---- Given information

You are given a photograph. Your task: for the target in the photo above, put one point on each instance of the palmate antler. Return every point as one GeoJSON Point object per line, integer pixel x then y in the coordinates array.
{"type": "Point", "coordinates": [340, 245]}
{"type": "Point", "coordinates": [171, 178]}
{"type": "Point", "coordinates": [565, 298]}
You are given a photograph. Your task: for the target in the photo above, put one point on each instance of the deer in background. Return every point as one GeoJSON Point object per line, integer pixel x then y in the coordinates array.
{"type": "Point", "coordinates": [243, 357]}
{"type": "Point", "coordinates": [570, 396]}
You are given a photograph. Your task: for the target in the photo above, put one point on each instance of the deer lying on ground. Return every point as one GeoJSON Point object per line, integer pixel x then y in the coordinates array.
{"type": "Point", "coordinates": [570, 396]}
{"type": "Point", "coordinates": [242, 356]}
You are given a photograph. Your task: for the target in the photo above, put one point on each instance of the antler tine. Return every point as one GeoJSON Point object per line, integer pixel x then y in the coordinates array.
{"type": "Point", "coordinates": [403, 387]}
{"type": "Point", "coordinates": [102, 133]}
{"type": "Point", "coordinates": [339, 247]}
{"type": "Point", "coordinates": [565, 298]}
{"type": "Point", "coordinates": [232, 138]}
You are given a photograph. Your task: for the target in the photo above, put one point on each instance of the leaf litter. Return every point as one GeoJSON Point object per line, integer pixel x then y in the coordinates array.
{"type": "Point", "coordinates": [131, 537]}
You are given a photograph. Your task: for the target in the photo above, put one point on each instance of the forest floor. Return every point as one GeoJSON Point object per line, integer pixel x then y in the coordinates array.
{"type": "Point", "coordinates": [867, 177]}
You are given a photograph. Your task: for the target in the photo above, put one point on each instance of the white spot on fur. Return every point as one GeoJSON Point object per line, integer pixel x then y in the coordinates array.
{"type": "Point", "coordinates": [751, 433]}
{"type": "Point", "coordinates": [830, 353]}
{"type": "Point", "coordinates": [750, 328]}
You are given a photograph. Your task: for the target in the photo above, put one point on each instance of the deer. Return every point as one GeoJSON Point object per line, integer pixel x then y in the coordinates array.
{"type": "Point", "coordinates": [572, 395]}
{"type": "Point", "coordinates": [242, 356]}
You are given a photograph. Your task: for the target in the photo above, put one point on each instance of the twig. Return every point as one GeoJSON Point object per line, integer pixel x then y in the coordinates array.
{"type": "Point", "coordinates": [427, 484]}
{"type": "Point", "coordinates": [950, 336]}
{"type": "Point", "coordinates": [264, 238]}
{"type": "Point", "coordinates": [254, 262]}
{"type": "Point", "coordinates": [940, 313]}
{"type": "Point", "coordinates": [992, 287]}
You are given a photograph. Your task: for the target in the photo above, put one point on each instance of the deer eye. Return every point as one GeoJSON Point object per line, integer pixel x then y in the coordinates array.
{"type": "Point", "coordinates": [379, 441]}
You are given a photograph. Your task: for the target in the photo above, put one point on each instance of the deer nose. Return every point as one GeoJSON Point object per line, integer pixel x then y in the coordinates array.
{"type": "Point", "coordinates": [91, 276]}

--------

• Requirements
Type out the entries again, word for word.

• Output of the exercise
You are given a photograph. Your task: for the target in the photo above, put one point on each instance of the palmate antler. Return every point as one GeoJSON Point object per line, integer pixel x then y in the coordinates array.
{"type": "Point", "coordinates": [340, 245]}
{"type": "Point", "coordinates": [171, 178]}
{"type": "Point", "coordinates": [565, 298]}
You are given a photograph. Your task: for the target in the photo above, put one point on each instance of the deer in background. Return every point as one GeoJSON Point object per line, integer pixel x then y in the coordinates array.
{"type": "Point", "coordinates": [243, 357]}
{"type": "Point", "coordinates": [570, 396]}
You are given a photograph. Your task: for the target in the photo above, put one point on each instance of the deer lying on ground. Return every point as one GeoJSON Point object per line, integer pixel x then y in the coordinates array.
{"type": "Point", "coordinates": [570, 396]}
{"type": "Point", "coordinates": [242, 356]}
You are given a photograph. Your task: for the target in the photo above, put one point on each instance of the antler tine. Return every point as one GeoJSON Point object per line, integer pixel x then y in the coordinates array.
{"type": "Point", "coordinates": [403, 387]}
{"type": "Point", "coordinates": [102, 133]}
{"type": "Point", "coordinates": [339, 247]}
{"type": "Point", "coordinates": [565, 298]}
{"type": "Point", "coordinates": [232, 138]}
You are given a photograph. Your task: for the target in the photo above, put one point on each instance of the leaf litter. Return every point as one GeoJSON Point object per line, integer pixel x then y in the coordinates array.
{"type": "Point", "coordinates": [131, 537]}
You are given a photograph. Your task: for the target in the photo above, put one point on each instance of the forest floor. Return every point as one GeoJSON Point object per line, integer pixel x then y in the coordinates array.
{"type": "Point", "coordinates": [867, 177]}
You are given a photograph. Your task: for the target in the photo above, put one point on each instance of the white spot on fur. Return every point as one GeoJSON Point object per line, integer pixel x then y in the coordinates array.
{"type": "Point", "coordinates": [751, 433]}
{"type": "Point", "coordinates": [830, 353]}
{"type": "Point", "coordinates": [750, 328]}
You are given a photograph. Your task: for the target in the photo above, put one point on each instance of the deer. Return every point as one GeoJSON Point object per line, integer pixel x then y in the coordinates array.
{"type": "Point", "coordinates": [572, 395]}
{"type": "Point", "coordinates": [242, 356]}
You are given a photograph. Your task: for the target in the photo above, put one point on each instance of the twig. Return every point as one GeoJSON Point object per line, integer pixel x then y in the coordinates array.
{"type": "Point", "coordinates": [427, 484]}
{"type": "Point", "coordinates": [950, 336]}
{"type": "Point", "coordinates": [264, 238]}
{"type": "Point", "coordinates": [254, 262]}
{"type": "Point", "coordinates": [940, 313]}
{"type": "Point", "coordinates": [992, 287]}
You are given a photograph. Your task: for the target in the photo above, put one point on each instance of the deer eye. Return every point as one GeoJSON Point object per line, integer pixel x then y in the coordinates array.
{"type": "Point", "coordinates": [379, 441]}
You are given a photograph. Your task: for the target in the photo above, put one point on each instance of the deer nose. Return every point as one GeoJSON Point object per line, integer pixel x then y in the coordinates array.
{"type": "Point", "coordinates": [91, 276]}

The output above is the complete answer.